» What you are asked to do
Show each line of the items below that contains the word "every", copying the whole line.

[Mask labeling examples]
--- BEGIN ---
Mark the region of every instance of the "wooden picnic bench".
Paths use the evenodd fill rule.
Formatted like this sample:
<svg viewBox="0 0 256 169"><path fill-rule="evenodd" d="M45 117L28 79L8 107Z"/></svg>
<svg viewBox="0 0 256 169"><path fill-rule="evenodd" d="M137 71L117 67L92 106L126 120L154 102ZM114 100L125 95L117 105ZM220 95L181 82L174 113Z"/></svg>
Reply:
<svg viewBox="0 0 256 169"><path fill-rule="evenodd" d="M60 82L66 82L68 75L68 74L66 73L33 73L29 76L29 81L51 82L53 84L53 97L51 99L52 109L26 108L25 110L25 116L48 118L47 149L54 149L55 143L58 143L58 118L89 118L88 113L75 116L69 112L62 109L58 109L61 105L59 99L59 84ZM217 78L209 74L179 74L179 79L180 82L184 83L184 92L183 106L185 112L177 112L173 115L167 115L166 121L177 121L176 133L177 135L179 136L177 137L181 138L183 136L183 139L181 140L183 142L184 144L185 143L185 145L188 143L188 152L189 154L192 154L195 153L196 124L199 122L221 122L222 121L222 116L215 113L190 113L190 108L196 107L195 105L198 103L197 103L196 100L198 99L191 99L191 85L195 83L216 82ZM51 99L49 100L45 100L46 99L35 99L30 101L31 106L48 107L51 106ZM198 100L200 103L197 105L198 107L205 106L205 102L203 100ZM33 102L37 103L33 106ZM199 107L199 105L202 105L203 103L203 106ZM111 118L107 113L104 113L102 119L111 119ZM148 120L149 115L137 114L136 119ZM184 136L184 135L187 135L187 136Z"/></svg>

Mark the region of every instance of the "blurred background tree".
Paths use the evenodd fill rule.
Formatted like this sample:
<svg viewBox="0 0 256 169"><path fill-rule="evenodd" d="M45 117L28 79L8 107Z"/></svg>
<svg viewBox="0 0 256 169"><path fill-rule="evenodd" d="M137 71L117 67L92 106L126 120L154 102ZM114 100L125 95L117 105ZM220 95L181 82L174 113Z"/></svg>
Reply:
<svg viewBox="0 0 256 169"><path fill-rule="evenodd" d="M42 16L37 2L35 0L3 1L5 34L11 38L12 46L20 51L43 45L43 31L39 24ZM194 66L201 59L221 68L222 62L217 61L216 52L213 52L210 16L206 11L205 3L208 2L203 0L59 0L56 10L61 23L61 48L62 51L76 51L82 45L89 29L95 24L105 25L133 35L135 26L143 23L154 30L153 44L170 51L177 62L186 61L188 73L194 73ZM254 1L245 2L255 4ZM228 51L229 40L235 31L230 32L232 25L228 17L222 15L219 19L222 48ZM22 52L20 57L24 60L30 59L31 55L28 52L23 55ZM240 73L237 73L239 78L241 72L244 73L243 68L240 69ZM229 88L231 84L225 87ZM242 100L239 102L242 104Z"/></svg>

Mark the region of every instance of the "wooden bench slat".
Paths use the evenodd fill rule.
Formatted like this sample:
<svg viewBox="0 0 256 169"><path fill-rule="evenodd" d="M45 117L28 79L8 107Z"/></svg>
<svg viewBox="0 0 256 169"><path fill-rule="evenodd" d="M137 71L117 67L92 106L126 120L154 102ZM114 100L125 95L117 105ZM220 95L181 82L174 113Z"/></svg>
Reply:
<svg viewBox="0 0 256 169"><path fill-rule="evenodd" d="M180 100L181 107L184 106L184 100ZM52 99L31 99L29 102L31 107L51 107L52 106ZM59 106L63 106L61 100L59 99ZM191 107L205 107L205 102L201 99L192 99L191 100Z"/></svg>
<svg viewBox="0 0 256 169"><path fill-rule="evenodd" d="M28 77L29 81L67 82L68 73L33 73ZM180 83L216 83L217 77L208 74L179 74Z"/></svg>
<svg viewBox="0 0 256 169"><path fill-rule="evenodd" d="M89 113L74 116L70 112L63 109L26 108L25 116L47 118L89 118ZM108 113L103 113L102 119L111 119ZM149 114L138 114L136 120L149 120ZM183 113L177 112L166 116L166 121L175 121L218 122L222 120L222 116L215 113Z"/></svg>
--- END ---
» Solution to the problem
Mark the region of every instance of the "wooden picnic bench".
Mark the region of every instance of the "blurred background tree".
Mark the region of every instance of the "wooden bench slat".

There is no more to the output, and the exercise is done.